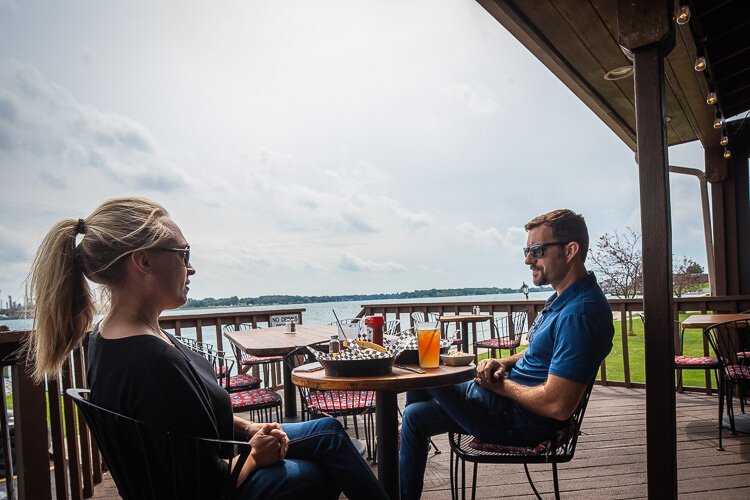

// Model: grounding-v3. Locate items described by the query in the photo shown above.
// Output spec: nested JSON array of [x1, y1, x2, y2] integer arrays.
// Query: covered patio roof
[[478, 0, 750, 150]]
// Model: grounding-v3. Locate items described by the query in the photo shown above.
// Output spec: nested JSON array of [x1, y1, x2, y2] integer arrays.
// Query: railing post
[[12, 357, 52, 500]]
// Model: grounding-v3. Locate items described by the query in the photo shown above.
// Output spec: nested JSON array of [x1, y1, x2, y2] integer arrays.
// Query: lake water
[[0, 292, 551, 333]]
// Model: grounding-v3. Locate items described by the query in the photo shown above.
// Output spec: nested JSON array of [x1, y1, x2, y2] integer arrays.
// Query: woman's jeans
[[237, 418, 388, 500], [400, 381, 563, 500]]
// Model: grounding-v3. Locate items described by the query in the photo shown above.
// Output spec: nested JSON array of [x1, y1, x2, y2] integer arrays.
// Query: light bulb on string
[[675, 4, 690, 25]]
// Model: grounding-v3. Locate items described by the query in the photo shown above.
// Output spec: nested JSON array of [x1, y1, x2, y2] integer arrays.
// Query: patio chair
[[65, 388, 250, 500], [224, 323, 284, 390], [284, 346, 377, 464], [474, 311, 528, 358], [703, 320, 750, 451], [448, 378, 595, 500]]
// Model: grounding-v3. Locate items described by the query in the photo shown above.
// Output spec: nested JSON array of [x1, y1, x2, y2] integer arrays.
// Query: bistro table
[[292, 365, 475, 499], [438, 314, 495, 352], [224, 325, 339, 417], [680, 313, 750, 434]]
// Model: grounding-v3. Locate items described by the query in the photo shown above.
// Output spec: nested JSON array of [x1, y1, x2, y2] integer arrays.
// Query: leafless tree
[[590, 227, 643, 335]]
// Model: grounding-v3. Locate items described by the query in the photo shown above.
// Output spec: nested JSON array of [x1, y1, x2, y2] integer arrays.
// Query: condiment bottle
[[365, 316, 385, 345], [328, 335, 341, 354]]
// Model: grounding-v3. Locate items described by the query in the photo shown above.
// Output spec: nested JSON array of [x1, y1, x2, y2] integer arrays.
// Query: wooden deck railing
[[0, 296, 750, 500]]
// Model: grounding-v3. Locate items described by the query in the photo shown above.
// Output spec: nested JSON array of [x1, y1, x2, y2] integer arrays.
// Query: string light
[[676, 3, 690, 24]]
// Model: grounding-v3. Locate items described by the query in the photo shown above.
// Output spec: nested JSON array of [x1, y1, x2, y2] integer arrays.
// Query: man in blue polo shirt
[[400, 210, 614, 499]]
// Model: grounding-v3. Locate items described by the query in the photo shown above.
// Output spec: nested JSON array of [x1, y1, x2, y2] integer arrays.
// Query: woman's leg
[[237, 458, 341, 500], [282, 418, 388, 500]]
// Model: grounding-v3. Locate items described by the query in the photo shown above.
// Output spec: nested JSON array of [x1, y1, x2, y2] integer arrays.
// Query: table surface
[[224, 325, 338, 356], [292, 364, 476, 392], [439, 314, 492, 323], [681, 314, 750, 329]]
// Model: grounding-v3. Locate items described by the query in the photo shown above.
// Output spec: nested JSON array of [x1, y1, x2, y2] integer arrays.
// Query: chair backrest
[[703, 320, 750, 369], [66, 388, 250, 500], [383, 319, 401, 335]]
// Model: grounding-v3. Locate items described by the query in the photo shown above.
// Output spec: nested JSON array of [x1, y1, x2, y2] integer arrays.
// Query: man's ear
[[128, 250, 153, 274], [565, 241, 581, 263]]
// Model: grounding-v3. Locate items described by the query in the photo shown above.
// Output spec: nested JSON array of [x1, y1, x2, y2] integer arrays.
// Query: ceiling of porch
[[478, 0, 750, 150]]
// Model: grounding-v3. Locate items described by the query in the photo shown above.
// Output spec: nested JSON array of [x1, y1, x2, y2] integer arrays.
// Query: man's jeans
[[237, 418, 388, 500], [400, 381, 563, 500]]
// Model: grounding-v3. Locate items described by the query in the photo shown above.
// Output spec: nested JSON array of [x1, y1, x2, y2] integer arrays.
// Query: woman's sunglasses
[[149, 245, 190, 267], [523, 241, 570, 259]]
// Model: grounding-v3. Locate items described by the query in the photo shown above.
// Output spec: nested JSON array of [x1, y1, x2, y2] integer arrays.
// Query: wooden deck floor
[[94, 386, 750, 499]]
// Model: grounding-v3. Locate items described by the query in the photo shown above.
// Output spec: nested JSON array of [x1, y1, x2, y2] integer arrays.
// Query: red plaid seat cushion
[[724, 365, 750, 380], [468, 425, 575, 457], [674, 356, 719, 368], [475, 338, 521, 349], [240, 354, 284, 365], [229, 373, 260, 391], [305, 391, 375, 413], [229, 389, 281, 410]]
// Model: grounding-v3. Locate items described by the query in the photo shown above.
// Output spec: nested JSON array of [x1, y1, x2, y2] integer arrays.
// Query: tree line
[[183, 287, 552, 307]]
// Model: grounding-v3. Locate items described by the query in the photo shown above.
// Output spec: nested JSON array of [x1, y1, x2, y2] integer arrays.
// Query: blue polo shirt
[[508, 272, 615, 385]]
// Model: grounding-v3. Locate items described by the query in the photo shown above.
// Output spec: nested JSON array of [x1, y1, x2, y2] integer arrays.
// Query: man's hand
[[250, 424, 288, 468]]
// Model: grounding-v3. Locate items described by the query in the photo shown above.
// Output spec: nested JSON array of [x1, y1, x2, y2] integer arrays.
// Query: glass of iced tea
[[417, 323, 440, 368]]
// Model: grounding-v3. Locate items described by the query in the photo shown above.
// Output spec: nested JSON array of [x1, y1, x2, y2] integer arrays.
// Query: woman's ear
[[128, 250, 153, 274]]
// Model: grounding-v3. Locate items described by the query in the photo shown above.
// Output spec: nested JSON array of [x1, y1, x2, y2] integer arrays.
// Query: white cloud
[[339, 252, 407, 273]]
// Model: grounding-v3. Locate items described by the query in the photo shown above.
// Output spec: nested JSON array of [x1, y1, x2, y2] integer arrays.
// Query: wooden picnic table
[[292, 365, 475, 499], [224, 325, 338, 418]]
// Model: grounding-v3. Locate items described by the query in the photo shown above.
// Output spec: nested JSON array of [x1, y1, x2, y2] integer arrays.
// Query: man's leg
[[400, 382, 507, 499]]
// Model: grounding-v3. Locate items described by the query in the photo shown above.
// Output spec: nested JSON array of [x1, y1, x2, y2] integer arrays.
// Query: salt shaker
[[328, 335, 341, 354]]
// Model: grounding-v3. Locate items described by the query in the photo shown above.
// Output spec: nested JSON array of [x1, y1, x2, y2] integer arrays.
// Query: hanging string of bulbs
[[675, 0, 732, 160]]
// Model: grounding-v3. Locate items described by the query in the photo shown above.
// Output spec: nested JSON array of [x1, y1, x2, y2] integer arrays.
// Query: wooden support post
[[617, 0, 677, 499]]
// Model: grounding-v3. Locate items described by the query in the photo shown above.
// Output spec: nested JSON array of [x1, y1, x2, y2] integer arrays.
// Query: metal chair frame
[[448, 378, 595, 500]]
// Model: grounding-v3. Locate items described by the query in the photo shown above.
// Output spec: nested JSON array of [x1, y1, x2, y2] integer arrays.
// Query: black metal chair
[[448, 379, 595, 500], [474, 311, 528, 358], [284, 346, 377, 464], [703, 320, 750, 451], [66, 388, 251, 500]]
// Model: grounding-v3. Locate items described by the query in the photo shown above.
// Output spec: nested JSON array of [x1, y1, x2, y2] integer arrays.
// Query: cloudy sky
[[0, 0, 705, 302]]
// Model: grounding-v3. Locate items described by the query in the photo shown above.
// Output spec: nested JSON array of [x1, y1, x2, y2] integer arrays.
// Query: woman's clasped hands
[[250, 423, 289, 468]]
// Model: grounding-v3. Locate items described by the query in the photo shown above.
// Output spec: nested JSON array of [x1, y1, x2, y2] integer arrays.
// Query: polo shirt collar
[[545, 271, 596, 311]]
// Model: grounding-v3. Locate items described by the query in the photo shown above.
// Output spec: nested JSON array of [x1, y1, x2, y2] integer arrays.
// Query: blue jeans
[[400, 381, 563, 500], [237, 418, 388, 500]]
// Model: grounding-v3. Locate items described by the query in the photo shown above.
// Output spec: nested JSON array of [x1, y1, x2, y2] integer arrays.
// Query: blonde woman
[[29, 198, 386, 498]]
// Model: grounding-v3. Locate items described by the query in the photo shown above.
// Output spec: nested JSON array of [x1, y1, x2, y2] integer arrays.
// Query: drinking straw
[[331, 309, 349, 340]]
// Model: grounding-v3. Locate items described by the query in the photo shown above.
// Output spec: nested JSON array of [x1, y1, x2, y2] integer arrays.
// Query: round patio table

+ + + +

> Exercise requirements
Print the lines above without changes, starting at the beginning and ending at the line that contains "[[0, 292, 551, 333]]", with both ends included. Leave the pictures out of your copy.

> The reply
// Model: grounding-v3. Locate items described by the query in the photo shown above.
// Output spec: nested JSON array of [x1, y1, x2, y2] integer arrays.
// Query: covered patio roof
[[478, 0, 750, 150]]
// Model: grounding-v3. Locate items described by the query in the photo shown above.
// Output spec: nested JSON array of [x1, y1, x2, y2] integer arrays.
// Query: railing post
[[12, 357, 52, 500]]
// Model: grounding-v3. Locate items described by the query in the photo shown above.
// Output spec: nested JSON array of [x1, y1, x2, y2] integer arrays.
// Query: lake water
[[0, 292, 551, 333]]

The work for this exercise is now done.